_Work task_:
Copy every line of the listing exactly.

##### Given data

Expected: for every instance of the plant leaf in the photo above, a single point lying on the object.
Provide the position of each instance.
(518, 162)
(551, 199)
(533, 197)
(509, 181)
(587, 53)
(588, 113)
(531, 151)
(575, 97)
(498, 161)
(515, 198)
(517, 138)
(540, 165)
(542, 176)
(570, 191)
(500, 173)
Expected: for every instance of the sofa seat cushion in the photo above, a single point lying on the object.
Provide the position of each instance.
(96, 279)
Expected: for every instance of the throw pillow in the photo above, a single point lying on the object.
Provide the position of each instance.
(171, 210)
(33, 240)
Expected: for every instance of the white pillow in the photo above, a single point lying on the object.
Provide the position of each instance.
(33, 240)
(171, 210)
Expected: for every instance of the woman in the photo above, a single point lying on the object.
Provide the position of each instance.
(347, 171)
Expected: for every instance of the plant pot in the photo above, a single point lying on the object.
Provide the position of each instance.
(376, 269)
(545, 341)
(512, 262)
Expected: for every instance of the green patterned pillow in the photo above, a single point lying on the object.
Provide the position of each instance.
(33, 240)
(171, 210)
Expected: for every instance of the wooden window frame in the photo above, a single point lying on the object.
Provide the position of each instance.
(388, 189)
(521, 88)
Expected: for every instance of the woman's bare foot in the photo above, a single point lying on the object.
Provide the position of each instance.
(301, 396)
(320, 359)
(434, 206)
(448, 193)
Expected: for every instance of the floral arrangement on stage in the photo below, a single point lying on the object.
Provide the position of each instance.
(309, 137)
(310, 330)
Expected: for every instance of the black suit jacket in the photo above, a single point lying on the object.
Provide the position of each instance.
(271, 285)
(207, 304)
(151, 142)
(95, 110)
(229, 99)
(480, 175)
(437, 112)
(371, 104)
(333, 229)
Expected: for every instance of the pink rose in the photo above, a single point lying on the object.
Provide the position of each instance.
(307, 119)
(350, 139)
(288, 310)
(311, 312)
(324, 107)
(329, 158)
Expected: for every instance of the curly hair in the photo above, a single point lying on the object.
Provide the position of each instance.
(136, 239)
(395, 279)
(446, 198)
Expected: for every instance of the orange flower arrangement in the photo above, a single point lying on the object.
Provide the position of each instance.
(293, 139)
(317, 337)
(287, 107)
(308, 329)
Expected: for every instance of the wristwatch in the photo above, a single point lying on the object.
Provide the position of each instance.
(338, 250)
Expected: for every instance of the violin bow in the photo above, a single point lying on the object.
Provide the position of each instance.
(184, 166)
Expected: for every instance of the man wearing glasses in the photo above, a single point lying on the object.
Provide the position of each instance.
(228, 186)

##########

_Exercise solution_:
Expected: for every instance of the plant leaf in the photo above, a single point lying on the object.
Provide the position of each instance.
(518, 162)
(551, 199)
(533, 197)
(509, 181)
(587, 53)
(588, 113)
(531, 151)
(575, 97)
(498, 161)
(515, 198)
(517, 138)
(540, 165)
(542, 176)
(570, 191)
(500, 173)
Expected: for every instance of the sofa seat cushion in the photo above, a single point lying on the object.
Provide the position of each instance.
(96, 279)
Expected: for every instance of the throw pillow in the photo above, a single point lying on the object.
Provide the position of each instance.
(171, 210)
(33, 240)
Expected: for every instance of the white pillow in the photo above, a single point lying on the object.
Provide the position of each instance.
(33, 240)
(171, 210)
Expected: for every instance of the woman in the photo above, a single point lying on the object.
Provide the position of each instance.
(347, 171)
Expected: for every instance of the plant pot in the photo above, a single point lying on the object.
Provide the position of each instance.
(376, 269)
(545, 341)
(512, 262)
Expected: for every instance of the green patterned pillow in the photo above, a single point lying on the object.
Provide the position of each instance.
(33, 240)
(171, 210)
Expected: for every instance of the wooden window frame in the photo above, a single point lying on the object.
Provide the position of each instance.
(388, 189)
(521, 88)
Expected: for every instance of the woman's bare foot in the photo above, a single point lying on the object.
Provide the position of each instance.
(301, 396)
(320, 359)
(434, 206)
(448, 193)
Expected: for every instance of the floral arrangement on stage in the photo below, a single point lying on the object.
Provide the position of each instance.
(309, 137)
(310, 330)
Expected: for every instance of the black suit jacket in the photo above, a single point lying on the object.
Provide the position of each instance.
(271, 285)
(207, 304)
(151, 142)
(95, 110)
(229, 99)
(480, 175)
(437, 112)
(371, 104)
(333, 229)
Expected: for every instance of the pink rose in the photo above, a single point lying on the object.
Provide the position of each instance.
(307, 119)
(350, 139)
(288, 310)
(311, 312)
(324, 107)
(329, 158)
Expected: for every instance of the curly hair in the photo above, a single point lying on the object.
Provide the position of each instance.
(136, 239)
(395, 279)
(446, 198)
Expected: for every instance of the orange flower arrangement in the photo above, a single point lying on the object.
Provide the position of each instance.
(293, 139)
(317, 337)
(287, 107)
(308, 329)
Expected: for every instance of the wristwatch in the photo above, a single point lying on the object.
Provide the position of each instance.
(338, 250)
Expected: for every instance of the violin bow in the photo above, a single point lying on the object.
Provide the position of each instance.
(184, 166)
Expected: for every instance of the man wearing glasses in the photo above, a single point lying on the object.
Provide the position of each instance.
(228, 186)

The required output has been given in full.